◆ **作業課題 1**:
記録のうち「positive」という文字列を含む行をすべて抜き出し、そのまま報告してください。

◆ **原文**:

****************************************

平成時代

 昭和天皇の崩御により元号は昭和から平成になった。日本は高度経済成長から安定成長期を経て、バブルに浮かれながら経済のピークを迎え、平成2年にバブルが崩壊すると、経済は停滞から衰退へと向かった。経済は右肩上がりから右肩下がりになったが、平成6年までは、昭和からの継続の色合いが強く、世相にはまだ明るさがあった。バブルが崩壊しても、経済はいずれ回復すると楽観していた。ジュリアナ東京の「お立ち台」でボディコン女性が扇子を振り回して踊り狂う姿が、バブルの象徴と思われがちであるが、ジュリアナ東京が営業を始めたのはバブルが去った平成3年で、閉店したのが平成6年である。つまり平成6年の「ジュリアナ東京」の閉店が、バブル世相の崩壊を象徴していた。

****************************************

◆ **提供資料**:

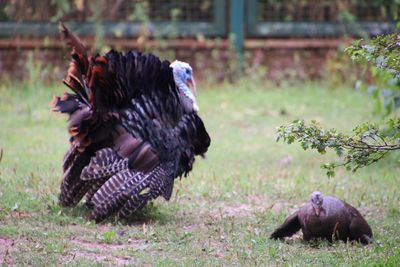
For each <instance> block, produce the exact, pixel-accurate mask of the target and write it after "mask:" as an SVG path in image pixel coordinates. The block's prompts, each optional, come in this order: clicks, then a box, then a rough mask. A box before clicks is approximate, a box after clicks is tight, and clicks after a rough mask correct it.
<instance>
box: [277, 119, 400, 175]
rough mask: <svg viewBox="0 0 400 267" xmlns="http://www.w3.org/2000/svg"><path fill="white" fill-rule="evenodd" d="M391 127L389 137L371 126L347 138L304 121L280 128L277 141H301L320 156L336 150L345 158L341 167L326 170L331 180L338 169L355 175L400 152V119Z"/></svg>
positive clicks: (284, 141) (395, 121) (300, 143)
mask: <svg viewBox="0 0 400 267" xmlns="http://www.w3.org/2000/svg"><path fill="white" fill-rule="evenodd" d="M387 126H388V129H387V130H386V131H387V132H389V133H390V134H389V135H388V134H386V133H383V132H382V131H380V130H379V129H378V128H377V126H376V125H374V124H371V123H364V124H361V125H359V126H357V127H356V128H354V129H353V130H352V134H351V135H346V134H343V133H339V132H337V130H335V129H329V130H325V129H322V128H321V126H320V125H319V123H318V122H316V121H311V123H310V124H309V125H307V124H306V123H305V122H304V120H296V121H294V122H293V123H291V124H289V125H287V126H280V127H278V129H277V134H278V137H277V141H279V140H283V141H284V142H286V143H288V144H291V143H293V142H295V141H297V142H300V144H301V146H302V148H303V149H304V150H307V149H315V150H317V151H318V152H319V153H320V154H325V153H326V150H327V149H332V150H333V151H334V152H335V153H336V154H337V155H338V156H339V157H342V158H343V160H342V161H341V162H340V163H326V164H324V165H323V166H322V168H324V169H326V170H327V175H328V177H333V176H334V175H335V172H334V169H335V168H337V167H340V166H344V167H346V169H347V170H352V171H353V172H355V171H357V170H358V169H359V168H361V167H364V166H368V165H371V164H373V163H375V162H377V161H378V160H380V159H382V158H383V157H384V156H386V154H387V153H388V152H389V151H394V150H400V119H399V118H398V119H390V120H389V121H388V122H387Z"/></svg>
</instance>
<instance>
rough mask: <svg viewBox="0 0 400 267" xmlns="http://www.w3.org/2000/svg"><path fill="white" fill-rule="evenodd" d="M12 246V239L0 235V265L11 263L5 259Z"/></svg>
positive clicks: (12, 246)
mask: <svg viewBox="0 0 400 267" xmlns="http://www.w3.org/2000/svg"><path fill="white" fill-rule="evenodd" d="M13 246H14V241H13V240H12V239H10V238H5V237H0V265H3V264H5V265H7V264H12V263H11V262H8V261H7V255H8V254H9V252H10V250H11V249H12V247H13Z"/></svg>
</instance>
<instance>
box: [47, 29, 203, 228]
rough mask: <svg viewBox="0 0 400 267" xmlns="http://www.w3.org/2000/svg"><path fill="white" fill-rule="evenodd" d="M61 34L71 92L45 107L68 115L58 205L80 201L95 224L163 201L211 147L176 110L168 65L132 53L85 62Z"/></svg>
mask: <svg viewBox="0 0 400 267" xmlns="http://www.w3.org/2000/svg"><path fill="white" fill-rule="evenodd" d="M60 31H61V33H62V35H63V36H64V38H65V39H66V42H67V44H69V45H70V46H71V47H72V49H73V51H72V62H71V64H70V67H69V70H68V75H67V76H66V78H65V79H64V83H65V84H66V85H67V86H68V87H70V89H71V90H72V91H73V92H74V93H73V94H69V93H65V94H64V96H62V97H61V98H60V97H55V98H54V100H53V102H52V103H51V106H52V109H53V110H54V111H58V112H62V113H67V114H68V115H69V122H68V131H69V133H70V143H71V147H70V149H69V150H68V152H67V153H66V155H65V157H64V163H63V172H64V175H63V180H62V183H61V195H60V204H61V205H62V206H74V205H76V204H77V203H78V202H79V201H80V200H81V199H82V197H84V196H85V195H86V203H87V205H88V206H90V207H93V211H92V214H91V217H92V218H93V219H94V220H96V221H101V220H103V219H105V218H107V217H108V216H110V215H112V214H114V213H117V214H118V215H119V216H120V217H127V216H129V215H131V214H132V213H133V212H135V211H136V210H138V209H140V208H142V207H143V206H145V205H146V203H147V202H148V201H149V200H151V199H154V198H156V197H158V196H163V197H164V198H165V199H167V200H169V198H170V197H171V194H172V190H173V184H174V179H175V178H176V177H181V176H182V175H187V174H188V173H189V172H190V171H191V169H192V166H193V163H194V160H195V156H196V155H204V154H205V153H206V151H207V149H208V147H209V145H210V137H209V135H208V133H207V131H206V129H205V127H204V124H203V122H202V120H201V118H200V117H199V116H198V114H197V112H195V111H193V110H190V109H187V108H186V107H185V105H184V104H183V103H182V100H181V98H180V95H179V94H180V93H179V90H178V88H177V87H176V85H175V82H174V78H173V73H172V69H171V68H170V66H169V65H170V63H169V62H168V61H163V62H161V61H160V60H159V59H158V58H157V57H156V56H154V55H152V54H142V53H140V52H138V51H130V52H128V53H126V54H122V53H119V52H116V51H110V52H108V53H107V54H106V55H105V56H99V55H95V56H92V57H87V56H86V50H84V49H83V47H84V46H83V45H82V44H81V43H80V41H79V39H78V38H77V37H76V36H74V35H73V34H72V33H71V32H69V31H68V29H66V28H65V27H64V26H63V25H62V24H61V26H60Z"/></svg>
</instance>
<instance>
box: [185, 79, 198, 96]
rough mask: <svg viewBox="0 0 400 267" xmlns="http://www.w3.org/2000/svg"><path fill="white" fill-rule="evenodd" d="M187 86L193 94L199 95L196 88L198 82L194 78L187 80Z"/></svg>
mask: <svg viewBox="0 0 400 267" xmlns="http://www.w3.org/2000/svg"><path fill="white" fill-rule="evenodd" d="M186 85H187V86H188V87H189V88H190V89H191V90H192V92H193V94H194V95H195V96H196V95H197V88H196V82H195V80H194V78H189V79H187V80H186Z"/></svg>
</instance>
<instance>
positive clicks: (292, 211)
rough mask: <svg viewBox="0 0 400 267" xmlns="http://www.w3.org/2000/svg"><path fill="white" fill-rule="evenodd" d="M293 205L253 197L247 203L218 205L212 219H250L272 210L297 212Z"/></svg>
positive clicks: (227, 203) (256, 196) (261, 196)
mask: <svg viewBox="0 0 400 267" xmlns="http://www.w3.org/2000/svg"><path fill="white" fill-rule="evenodd" d="M297 208H298V207H297V206H295V207H293V205H292V203H290V202H288V201H285V200H275V201H274V200H271V199H270V198H268V197H267V196H264V195H251V196H249V197H248V198H247V202H246V203H242V204H238V205H232V204H228V203H225V202H220V203H217V208H215V209H214V211H212V212H211V215H212V217H248V216H252V215H254V214H255V213H260V212H265V211H267V210H271V211H272V212H273V213H279V212H281V211H282V210H286V209H288V210H289V212H294V211H295V210H297Z"/></svg>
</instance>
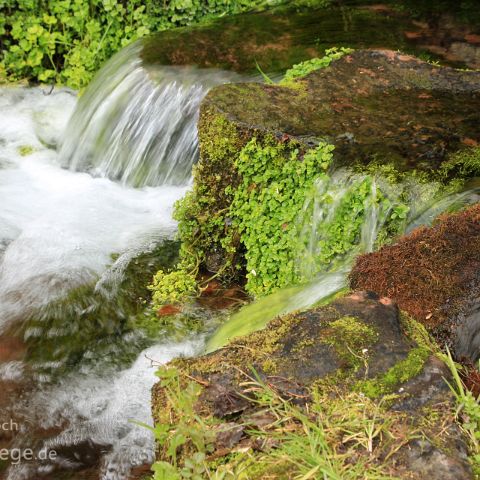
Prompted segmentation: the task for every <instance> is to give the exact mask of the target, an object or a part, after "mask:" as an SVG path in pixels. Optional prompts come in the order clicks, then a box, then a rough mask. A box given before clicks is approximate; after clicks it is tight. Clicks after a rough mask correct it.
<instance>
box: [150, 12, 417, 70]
mask: <svg viewBox="0 0 480 480" xmlns="http://www.w3.org/2000/svg"><path fill="white" fill-rule="evenodd" d="M406 30H414V31H417V30H418V28H417V27H415V25H413V24H412V23H411V21H410V20H409V19H407V18H405V17H404V16H401V15H397V16H392V15H391V12H387V13H386V12H382V11H378V10H371V9H365V8H357V7H351V8H330V9H326V8H319V9H318V8H317V9H314V8H309V9H304V10H302V9H298V8H295V7H293V8H281V9H274V10H269V11H266V12H260V13H249V14H243V15H234V16H228V17H223V18H220V19H217V20H214V21H212V22H210V23H208V24H206V25H200V26H194V27H188V28H180V29H175V30H170V31H166V32H161V33H158V34H156V35H153V36H151V37H149V38H147V39H146V40H145V41H144V46H143V52H142V58H143V60H144V63H145V64H146V65H151V64H161V65H196V66H198V67H201V68H212V67H215V68H222V69H228V70H234V71H237V72H242V73H254V74H256V75H258V71H257V69H256V63H258V65H260V67H261V68H262V70H264V71H266V72H281V73H283V72H284V71H285V70H286V69H288V68H290V67H291V66H292V65H294V64H295V63H298V62H301V61H304V60H307V59H309V58H312V57H315V56H319V55H321V54H322V53H323V52H324V51H325V49H326V48H330V47H332V46H337V47H338V46H348V47H355V48H366V47H380V46H382V47H384V48H385V47H386V48H395V49H396V48H400V49H402V48H407V47H408V46H409V45H410V46H413V45H414V42H412V41H411V40H409V39H408V37H406V36H405V34H404V32H405V31H406Z"/></svg>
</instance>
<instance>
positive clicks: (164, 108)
mask: <svg viewBox="0 0 480 480" xmlns="http://www.w3.org/2000/svg"><path fill="white" fill-rule="evenodd" d="M137 52H138V49H137V47H135V46H134V47H132V48H129V49H126V50H125V51H123V52H122V53H121V54H120V55H119V56H118V57H116V58H114V59H113V60H112V61H111V62H110V63H109V64H107V66H106V67H105V68H104V70H103V71H102V72H101V73H100V75H99V76H98V77H97V79H96V80H95V82H94V83H93V84H92V86H91V87H90V88H89V89H87V91H86V92H85V93H84V95H83V96H82V98H81V99H80V100H78V98H77V95H76V93H75V92H72V91H69V90H67V89H55V90H54V91H53V92H52V93H51V94H48V92H47V91H43V90H42V89H40V88H31V89H29V88H21V87H8V88H1V89H0V354H1V349H2V341H4V340H5V338H7V339H9V338H10V337H12V336H13V337H18V336H20V338H19V340H20V344H21V343H22V342H27V341H31V340H32V338H35V337H39V336H50V337H52V338H56V337H57V336H58V338H59V342H60V341H61V339H62V335H64V333H65V332H63V330H69V329H70V334H71V333H72V332H73V334H75V332H78V335H81V334H82V323H81V322H82V312H79V318H78V321H77V322H76V323H75V324H74V325H65V329H63V328H61V327H60V328H58V327H56V328H54V329H52V328H50V329H42V328H41V326H40V327H39V328H37V327H35V328H27V329H23V330H22V326H23V325H24V323H25V321H26V319H28V318H29V317H30V316H31V314H32V312H36V311H38V309H40V308H47V309H48V305H50V304H52V302H54V301H56V300H58V299H61V298H63V297H64V296H65V295H66V294H67V293H68V292H70V291H72V289H74V288H76V287H78V286H81V285H86V284H92V283H93V284H95V283H96V290H98V291H102V292H103V293H104V294H105V295H106V296H108V294H109V292H110V293H111V289H112V285H115V284H118V283H119V282H120V281H121V279H122V276H123V272H124V270H125V267H126V265H128V262H129V261H130V260H131V259H132V258H133V257H135V255H136V254H138V252H141V251H143V250H145V249H148V247H149V246H150V245H152V244H154V243H155V242H158V241H159V239H162V238H171V237H172V236H173V235H174V232H175V230H176V224H175V222H174V221H173V220H172V209H173V204H174V202H175V201H176V200H178V199H179V198H181V197H182V196H183V195H184V193H185V191H186V189H187V188H188V184H189V179H190V175H191V166H192V164H193V162H194V161H195V160H196V156H197V136H196V130H195V123H196V118H197V116H198V105H199V102H200V100H201V99H202V98H203V96H204V95H205V94H206V93H207V91H208V89H209V88H210V87H211V86H213V85H215V84H218V83H223V82H225V81H227V80H228V79H229V78H231V77H232V76H231V75H225V74H223V73H221V72H217V71H211V72H209V74H208V75H207V74H206V73H205V72H202V71H196V70H194V69H191V68H158V69H156V70H152V71H149V72H147V71H144V70H143V69H142V68H141V66H140V61H139V59H138V56H137ZM134 187H137V188H134ZM139 187H140V188H139ZM112 254H119V255H120V258H119V259H118V260H117V261H116V262H115V264H114V265H113V266H112V267H111V268H110V267H109V266H110V265H111V264H112V257H111V255H112ZM105 298H106V297H105ZM111 320H112V322H114V321H116V319H114V318H112V319H111ZM113 327H115V325H114V326H113ZM12 332H13V333H12ZM19 332H20V333H19ZM107 340H108V339H107ZM108 341H109V342H111V345H110V346H109V349H108V350H105V351H106V352H107V353H106V354H105V355H106V356H108V358H104V359H102V358H91V359H90V360H91V361H90V362H86V361H85V362H83V361H82V362H83V363H80V364H79V365H76V367H75V373H74V374H65V375H64V376H61V377H60V378H57V379H56V380H55V381H54V382H53V383H52V381H51V378H50V377H49V376H42V375H39V373H38V368H37V370H36V371H32V365H31V362H29V359H28V358H26V357H23V358H21V359H18V358H15V359H14V360H7V361H4V362H3V363H1V361H0V387H1V382H10V384H11V383H12V382H13V383H14V384H15V383H18V385H20V386H22V388H23V387H25V385H28V388H27V390H26V393H23V394H22V395H20V394H18V395H16V394H14V393H12V394H11V398H9V399H6V400H7V401H6V402H5V401H4V402H3V403H2V402H0V406H4V405H5V404H6V406H5V410H4V411H3V412H2V418H3V417H5V416H6V415H7V416H8V412H9V411H10V413H11V414H12V415H14V416H15V418H16V419H17V420H18V419H19V423H20V425H21V429H20V431H19V432H18V433H17V434H16V435H15V436H14V439H13V441H12V442H13V443H12V444H11V445H10V447H11V448H23V449H24V448H33V449H34V450H35V451H36V452H39V451H41V450H42V449H43V450H45V449H47V450H49V449H50V450H52V449H53V450H55V451H60V452H62V454H61V455H60V456H59V457H58V459H57V460H56V461H54V462H47V463H45V462H43V463H42V462H35V461H30V462H21V463H20V464H19V465H16V466H11V467H10V468H9V469H8V471H7V473H6V474H5V475H6V477H5V478H8V479H9V480H20V479H22V480H23V479H27V480H29V479H37V478H40V477H42V478H43V477H44V476H46V477H45V478H57V477H58V475H60V473H59V472H60V471H61V470H62V469H76V468H77V467H84V466H85V465H90V464H92V463H94V462H95V459H97V458H100V468H99V472H100V473H99V474H98V475H100V478H102V479H123V478H128V475H129V472H130V470H131V469H132V467H133V466H136V465H143V464H149V463H151V462H152V461H153V459H154V456H153V455H154V443H153V438H152V435H151V433H150V432H149V430H147V429H145V428H143V427H140V426H138V425H135V424H133V423H131V420H136V421H141V422H144V423H147V424H151V423H152V419H151V413H150V390H151V387H152V386H153V384H154V383H155V379H156V377H155V375H154V372H155V368H154V367H153V366H152V365H151V362H150V360H149V359H151V358H152V359H154V360H155V361H156V362H158V363H164V362H167V361H168V360H170V359H171V358H173V357H178V356H179V355H193V354H194V353H196V352H199V351H200V350H201V348H202V346H203V336H202V335H201V334H200V335H196V338H190V339H186V340H183V341H172V340H167V339H165V340H164V341H157V343H156V344H154V345H152V346H151V347H149V348H148V349H147V350H144V351H141V347H140V346H141V345H142V344H144V343H145V342H143V343H142V342H141V341H139V335H135V334H132V333H131V332H130V333H128V332H127V333H124V334H117V335H115V336H114V335H112V337H111V339H110V340H108ZM95 342H96V339H95V338H93V339H92V345H91V352H95ZM53 344H54V342H53ZM128 345H130V347H128ZM59 348H60V346H59ZM128 348H130V353H131V352H132V351H133V352H136V358H137V359H136V360H135V361H134V362H133V363H131V362H130V364H129V366H127V367H125V368H124V369H123V370H118V367H117V369H116V370H112V368H111V365H112V364H115V363H116V362H115V360H116V355H119V354H120V353H121V352H123V351H124V350H126V349H128ZM91 352H90V356H92V354H91ZM88 355H89V352H88V351H87V352H84V358H86V357H88ZM60 363H61V362H48V365H45V367H48V368H49V369H50V370H55V368H59V367H60V366H61V365H60ZM105 365H108V367H107V366H105ZM0 400H5V399H1V398H0ZM38 431H41V432H43V433H41V434H38ZM45 432H50V433H47V434H45ZM103 451H105V453H104V454H101V452H103ZM0 476H1V473H0Z"/></svg>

****************************************

◆ **作業課題 2**:
平成時代の文章を、「昭和天皇の崩御により元号は昭」を含む語句から書き始め、「ル世相の崩壊を象徴していた。」まで写したところで止めて、一字一句違えずに書き写すこと。

◆ **記述解答 1**:
positive clicks: (284, 141) (395, 121) (300, 143)
positive clicks: (12, 246)
positive clicks: (292, 211)
positive clicks: (227, 203) (256, 196) (261, 196)
positive clicks: (164, 108)

◆ **記述解答 2**:
昭和天皇の崩御により元号は昭和から平成になった。日本は高度経済成長から安定成長期を経て、バブルに浮かれながら経済のピークを迎え、平成2年にバブルが崩壊すると、経済は停滞から衰退へと向かった。経済は右肩上がりから右肩下がりになったが、平成6年までは、昭和からの継続の色合いが強く、世相にはまだ明るさがあった。バブルが崩壊しても、経済はいずれ回復すると楽観していた。ジュリアナ東京の「お立ち台」でボディコン女性が扇子を振り回して踊り狂う姿が、バブルの象徴と思われがちであるが、ジュリアナ東京が営業を始めたのはバブルが去った平成3年で、閉店したのが平成6年である。つまり平成6年の「ジュリアナ東京」の閉店が、バブル世相の崩壊を象徴していた。